- _SELECTED EXCERPT_:
--- START ---

Tens of millions of Americans suffer from chronic pain, costing the U.S. over half a trillion dollars in lost productivity and medical expenses every year, according to Stanford University. Unfortunately, the medicines physicians prescribe to treat intolerable pain symptoms are often opiate-based and addictive, and many individuals become physically dependent on them to simply feel normal. In fact, painkiller abuse has grown so quickly that the Centers for Disease Control and Prevention, the National Institute on Drug Abuse and other respected organizations call prescription opiate addiction the worst drug epidemic the nation has ever seen.
Transforming the Culture, Transforming the Care
To put the seriousness of the problem into perspective, consider that more Americans suffer from chronic pain than heart disease, cancer and diabetes combined. Yet according to Stanford, only a fraction of the National Institutes of Health budget is spent studying chronic pain. Physicians who treat patients with pain issues often turn to highly addictive opiates as the go-to treatment solution, without addressing the source of the pain itself. Some physicians even wind up addicted to the drugs they prescribe. As the number of people who visit the emergency room for opiate painkiller overdose rises every year, so does the need to find an alternate solution for acute and chronic pain management.

--- END ---

- _GIVEN INFORMATION_:

--- START ---

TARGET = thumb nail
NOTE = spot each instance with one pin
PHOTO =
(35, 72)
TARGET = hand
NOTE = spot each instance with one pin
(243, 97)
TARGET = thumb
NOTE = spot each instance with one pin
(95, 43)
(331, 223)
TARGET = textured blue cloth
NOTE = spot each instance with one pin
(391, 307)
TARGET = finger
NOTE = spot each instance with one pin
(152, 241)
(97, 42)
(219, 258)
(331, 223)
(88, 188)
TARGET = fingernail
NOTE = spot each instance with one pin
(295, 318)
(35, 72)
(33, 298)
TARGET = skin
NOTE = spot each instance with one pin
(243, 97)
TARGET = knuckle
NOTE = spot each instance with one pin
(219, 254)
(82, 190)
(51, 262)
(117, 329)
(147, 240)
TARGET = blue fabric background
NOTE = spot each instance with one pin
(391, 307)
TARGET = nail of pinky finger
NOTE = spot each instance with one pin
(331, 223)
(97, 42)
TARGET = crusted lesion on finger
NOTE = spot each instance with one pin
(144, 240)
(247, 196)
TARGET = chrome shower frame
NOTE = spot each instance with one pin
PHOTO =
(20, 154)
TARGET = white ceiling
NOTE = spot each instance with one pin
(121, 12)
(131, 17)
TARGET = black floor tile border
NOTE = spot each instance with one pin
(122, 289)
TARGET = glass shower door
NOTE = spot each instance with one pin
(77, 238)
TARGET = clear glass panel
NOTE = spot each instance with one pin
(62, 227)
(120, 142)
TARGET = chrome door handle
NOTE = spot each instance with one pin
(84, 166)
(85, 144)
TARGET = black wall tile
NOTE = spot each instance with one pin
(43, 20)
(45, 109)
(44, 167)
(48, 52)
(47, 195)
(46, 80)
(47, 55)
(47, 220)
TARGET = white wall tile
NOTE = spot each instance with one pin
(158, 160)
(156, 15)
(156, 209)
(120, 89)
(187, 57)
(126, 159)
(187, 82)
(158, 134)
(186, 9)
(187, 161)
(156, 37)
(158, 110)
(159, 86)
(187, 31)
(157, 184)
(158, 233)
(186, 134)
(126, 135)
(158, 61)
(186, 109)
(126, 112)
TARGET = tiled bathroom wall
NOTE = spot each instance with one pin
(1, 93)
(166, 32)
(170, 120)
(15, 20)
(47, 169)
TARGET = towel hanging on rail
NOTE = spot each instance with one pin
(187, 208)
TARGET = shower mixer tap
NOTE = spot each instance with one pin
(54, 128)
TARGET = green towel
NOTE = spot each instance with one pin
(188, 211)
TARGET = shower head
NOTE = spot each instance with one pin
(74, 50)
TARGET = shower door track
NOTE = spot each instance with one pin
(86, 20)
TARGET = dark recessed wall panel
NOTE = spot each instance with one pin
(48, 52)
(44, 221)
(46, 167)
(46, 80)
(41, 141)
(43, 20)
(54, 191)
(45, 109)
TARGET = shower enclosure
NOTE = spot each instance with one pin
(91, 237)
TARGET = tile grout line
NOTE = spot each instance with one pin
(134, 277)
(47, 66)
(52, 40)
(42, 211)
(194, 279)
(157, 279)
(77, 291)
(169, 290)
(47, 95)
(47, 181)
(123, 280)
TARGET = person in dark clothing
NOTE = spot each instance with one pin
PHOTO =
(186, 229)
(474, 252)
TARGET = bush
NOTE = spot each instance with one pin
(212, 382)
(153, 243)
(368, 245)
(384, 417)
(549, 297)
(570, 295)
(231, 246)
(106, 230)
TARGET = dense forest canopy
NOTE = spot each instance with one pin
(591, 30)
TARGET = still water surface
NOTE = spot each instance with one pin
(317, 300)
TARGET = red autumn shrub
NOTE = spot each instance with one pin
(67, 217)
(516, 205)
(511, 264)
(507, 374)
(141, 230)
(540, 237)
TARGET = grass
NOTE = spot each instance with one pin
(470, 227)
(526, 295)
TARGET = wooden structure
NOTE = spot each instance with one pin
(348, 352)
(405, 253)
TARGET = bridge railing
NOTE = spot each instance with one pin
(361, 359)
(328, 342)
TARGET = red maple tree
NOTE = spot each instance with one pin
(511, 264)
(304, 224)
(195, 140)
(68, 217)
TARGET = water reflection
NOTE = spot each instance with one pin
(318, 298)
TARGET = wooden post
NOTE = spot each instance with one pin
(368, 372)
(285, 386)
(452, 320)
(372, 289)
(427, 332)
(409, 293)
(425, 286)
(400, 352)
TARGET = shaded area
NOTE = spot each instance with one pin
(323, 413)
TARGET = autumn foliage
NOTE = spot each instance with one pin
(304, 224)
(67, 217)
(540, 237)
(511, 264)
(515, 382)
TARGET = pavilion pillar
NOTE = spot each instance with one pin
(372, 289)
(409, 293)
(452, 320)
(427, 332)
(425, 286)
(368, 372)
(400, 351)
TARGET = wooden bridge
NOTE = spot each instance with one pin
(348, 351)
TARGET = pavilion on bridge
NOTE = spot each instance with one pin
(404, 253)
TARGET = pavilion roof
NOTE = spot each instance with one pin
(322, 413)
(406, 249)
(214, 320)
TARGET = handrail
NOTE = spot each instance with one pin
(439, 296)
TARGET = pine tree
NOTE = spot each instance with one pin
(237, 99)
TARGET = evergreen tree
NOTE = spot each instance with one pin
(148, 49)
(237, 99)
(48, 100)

--- END ---

- _TASK SET_:
**a)** According to the passage on chronic pain, which three conditions combined affect fewer Americans than chronic pain?
**b)** From the passage on chronic pain, write out the portion starting with "Tens of millions" and going on through "has ever seen.".
**c)** Write what comes next in the passage on chronic pain, picking up after its final sentence.

- _ANSWERS FOR THE EXERCISE_:
**a)** Heart disease, cancer and diabetes.

**b)**
Tens of millions of Americans suffer from chronic pain, costing the U.S. over half a trillion dollars in lost productivity and medical expenses every year, according to Stanford University. Unfortunately, the medicines physicians prescribe to treat intolerable pain symptoms are often opiate-based and addictive, and many individuals become physically dependent on them to simply feel normal. In fact, painkiller abuse has grown so quickly that the Centers for Disease Control and Prevention, the National Institute on Drug Abuse and other respected organizations call prescription opiate addiction the worst drug epidemic the nation has ever seen.

**c)**
The rise in the number of patients and physicians who have become addicted to drugs, as well as more than 100 million people who are currently suffering from acute or chronic pain in the U.S., has led to a number of professionals calling for reform. Gaining a better understanding of the sources of pain, as well as limiting the number of prescriptions issued for addictive drugs and physicians submitting to regular drug tests, are part of the suggested reforms; creating a “nationally coordinated approach” to pain management therapy is another essential short term goal, according to Stanford researchers.
A Challenge to Treat
Treating chronic and acute pain — despite how frequently patients report these symptoms to their physicians — is rarely taught, perhaps because of the effectiveness of opiate painkillers for the vast majority or people who take them. Making matters worse is that people who develop a physical dependence on opiate painkillers suffer pain as a consequence of withdrawing from the medicine that is supposed to help. Perhaps most frightening of all, as prescription painkillers become more difficult to obtain legally, patients who have developed an addiction sometimes turn to heroin as a way to soothe the symptoms of withdrawal.
In the meantime, the hope is that those who treat chronic and acute pain will be able to manage the symptoms of those most in need, while also determining the cause of those symptoms and carefully monitoring for signs of addiction at the same time.